<<<<

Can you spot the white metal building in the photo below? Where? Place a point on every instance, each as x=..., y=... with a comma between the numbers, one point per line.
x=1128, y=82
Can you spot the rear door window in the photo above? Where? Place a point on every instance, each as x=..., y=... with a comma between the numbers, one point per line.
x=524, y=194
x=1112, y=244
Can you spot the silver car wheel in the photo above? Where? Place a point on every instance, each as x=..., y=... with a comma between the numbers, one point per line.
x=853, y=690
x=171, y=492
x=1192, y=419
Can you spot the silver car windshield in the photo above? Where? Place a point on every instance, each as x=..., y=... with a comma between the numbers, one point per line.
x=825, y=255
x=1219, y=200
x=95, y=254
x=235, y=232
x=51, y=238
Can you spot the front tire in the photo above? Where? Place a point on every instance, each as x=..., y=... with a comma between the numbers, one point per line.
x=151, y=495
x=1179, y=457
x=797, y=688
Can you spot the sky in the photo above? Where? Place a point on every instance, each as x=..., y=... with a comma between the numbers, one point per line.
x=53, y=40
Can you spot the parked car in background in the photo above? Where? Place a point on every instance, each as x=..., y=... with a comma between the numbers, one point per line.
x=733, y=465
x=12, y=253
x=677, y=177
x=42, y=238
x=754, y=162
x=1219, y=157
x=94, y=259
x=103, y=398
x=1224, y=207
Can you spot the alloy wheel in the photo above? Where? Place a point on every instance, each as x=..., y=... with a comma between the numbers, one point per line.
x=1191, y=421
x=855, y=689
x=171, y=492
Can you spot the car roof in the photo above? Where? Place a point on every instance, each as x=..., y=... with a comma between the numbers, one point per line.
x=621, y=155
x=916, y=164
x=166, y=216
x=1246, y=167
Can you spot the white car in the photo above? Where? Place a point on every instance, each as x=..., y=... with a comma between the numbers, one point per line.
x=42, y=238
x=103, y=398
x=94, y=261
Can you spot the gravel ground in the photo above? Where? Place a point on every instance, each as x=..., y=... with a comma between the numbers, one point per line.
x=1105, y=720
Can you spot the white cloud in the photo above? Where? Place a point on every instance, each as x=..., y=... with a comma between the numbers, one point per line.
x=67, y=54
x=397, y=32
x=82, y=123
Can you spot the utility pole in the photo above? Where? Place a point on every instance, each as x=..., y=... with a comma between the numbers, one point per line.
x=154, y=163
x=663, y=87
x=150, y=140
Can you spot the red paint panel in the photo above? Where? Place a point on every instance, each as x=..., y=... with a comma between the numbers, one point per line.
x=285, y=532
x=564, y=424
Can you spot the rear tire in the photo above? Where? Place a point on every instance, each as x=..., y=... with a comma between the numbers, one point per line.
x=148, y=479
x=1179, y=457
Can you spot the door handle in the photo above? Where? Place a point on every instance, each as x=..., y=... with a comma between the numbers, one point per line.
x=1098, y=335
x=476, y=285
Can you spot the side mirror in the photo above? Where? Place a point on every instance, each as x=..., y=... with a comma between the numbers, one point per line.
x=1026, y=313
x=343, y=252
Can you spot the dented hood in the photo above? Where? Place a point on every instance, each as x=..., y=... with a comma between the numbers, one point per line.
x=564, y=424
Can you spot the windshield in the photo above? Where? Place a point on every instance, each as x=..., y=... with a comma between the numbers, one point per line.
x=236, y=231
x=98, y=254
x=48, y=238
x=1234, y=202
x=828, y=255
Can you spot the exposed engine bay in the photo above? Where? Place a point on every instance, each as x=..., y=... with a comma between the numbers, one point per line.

>>>>

§ INSTRUCTIONS TO FOLLOW:
Once you have read the listing above, set it down again without alteration.

§ SOLUTION TO THIS PROBLEM:
Can you spot the white metal building in the photo below? Where? Place a point on every instance, each as x=..., y=... with a comma between the numbers, one point per line.
x=1128, y=82
Can you spot the rear door window in the photo above? Where? Place a point on every instance, each as x=..., y=... with a comma between the numbers, one point per line.
x=524, y=194
x=1112, y=244
Can you spot the silver car wheel in the photo above? Where? Place a point on every instance, each as x=..., y=... with a comma between the numbers, one point per line.
x=853, y=690
x=171, y=492
x=1192, y=419
Can you spot the silver car windshield in the photo above? Where? Place a point on every instance, each as x=..., y=... with a comma between the numbers, one point per line.
x=825, y=255
x=1219, y=200
x=95, y=254
x=235, y=232
x=51, y=238
Can you spot the front tire in the photo above? Where? Place a point on every instance, each as x=..., y=... with a comma between the numbers, one point per line.
x=151, y=495
x=1179, y=457
x=797, y=688
Can you spot the sky in the photo above? Where? Place a point on every instance, each as x=..., y=... with a comma between the numbers, one point per line.
x=53, y=40
Can you spot the parked car in background in the photo above? Where? Place a point on every instance, each as x=..., y=... with a comma between the numbers, one point per line.
x=733, y=465
x=12, y=253
x=677, y=177
x=42, y=238
x=754, y=162
x=1219, y=157
x=94, y=259
x=103, y=398
x=1224, y=207
Can you spot the alloy wheel in the photo above? Where? Place a point on every instance, each as x=..., y=... with a comma between the numbers, one point per line.
x=1191, y=421
x=855, y=689
x=171, y=492
Can you spot the car roof in the photo above? Where? Place a point on every instance, each as x=..., y=... with a comma between the numbers, one point per line.
x=621, y=155
x=916, y=164
x=166, y=216
x=1246, y=167
Can you spot the white car in the photo above? Where? Place a point on every instance, each as x=..., y=... with a comma between the numbers, one point per line.
x=42, y=238
x=103, y=398
x=94, y=261
Can you spot the gravel ground in the photo above? Where? Place a point on every instance, each as x=..., y=... with a comma between the numbers, one point per line.
x=1105, y=720
Can you spot the white cloud in the photo above? Where? Place a point on every instance, each as x=..., y=... with a comma between the numbers, one point per line.
x=67, y=54
x=397, y=32
x=82, y=123
Can you spot the utility pole in the photo above? Where? Place a point on every instance, each as x=..., y=... with a comma between the numbers, one point per line.
x=154, y=163
x=663, y=87
x=150, y=140
Can you spot the red paint panel in the photo above? Where? Place a point on every instance, each as x=..., y=... with a comma between the numbers, one point per line.
x=285, y=532
x=564, y=424
Can you spot the rear tire in the photo above? Where? Place a point on every instance, each as x=..., y=... with a comma between the numbers, one point per line.
x=148, y=479
x=1179, y=457
Can you spot the door handle in the photo above? Where? Place a point on every instance, each as x=..., y=... with a comma between the numbers, one point per line.
x=1098, y=335
x=476, y=285
Can you spot the side mirror in the photo above? Where? Place a point on every instance, each as x=..., y=... with a comma between the numbers, one point per line.
x=1026, y=313
x=343, y=252
Can you spot the dented hood in the photo above? Where? Place a point on every instance, each as x=..., y=... with a comma between the numbers, one point per line.
x=564, y=424
Can you spot the windshield in the photo above? Where? Place a point on every instance, each as x=..., y=... with a comma between the numbers, one point per line.
x=236, y=231
x=98, y=254
x=48, y=238
x=1234, y=202
x=828, y=255
Can you spot the exposed engine bay in the photo above? Where? Place a point on every instance, each as x=..., y=... with a comma between the numbers, one point per line.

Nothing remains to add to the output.